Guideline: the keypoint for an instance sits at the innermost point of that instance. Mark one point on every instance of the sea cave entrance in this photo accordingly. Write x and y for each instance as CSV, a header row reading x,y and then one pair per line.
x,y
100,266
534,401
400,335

[WHAT YOU ARE ASKED TO DO] An exact copy of every line above, start to finish, is required.

[EXPECTED ANSWER]
Guideline: the keypoint for an instance sits at the innermost point of that instance. Mark one point on every instance of the sea cave entrance in this photo accordingly. Write x and y for each instance as CSV, a header row reading x,y and then one pair per line.
x,y
100,266
534,401
400,335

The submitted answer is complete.